• [Provided records]
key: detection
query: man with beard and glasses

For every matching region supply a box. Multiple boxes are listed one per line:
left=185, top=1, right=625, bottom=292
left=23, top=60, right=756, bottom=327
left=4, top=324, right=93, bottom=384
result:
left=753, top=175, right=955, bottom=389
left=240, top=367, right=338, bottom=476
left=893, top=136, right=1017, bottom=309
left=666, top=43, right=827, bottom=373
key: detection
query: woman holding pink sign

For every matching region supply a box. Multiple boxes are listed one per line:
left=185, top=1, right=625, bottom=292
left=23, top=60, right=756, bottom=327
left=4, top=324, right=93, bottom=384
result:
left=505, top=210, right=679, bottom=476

• [Problem description] Lay out everything from the start of the listing down to the line containing "left=240, top=367, right=338, bottom=476" as a two-column CSV with columns input and output. Put each text and its answer on one row, each in a single quoted field with line breaks turned into spaces.

• [Result below]
input,output
"key: detection query: man with beard and glasses For every matching region supply a box. Multiple boxes are listed one per line: left=185, top=1, right=625, bottom=292 left=23, top=60, right=756, bottom=327 left=4, top=324, right=93, bottom=384 result:","left=753, top=175, right=955, bottom=389 left=240, top=367, right=338, bottom=476"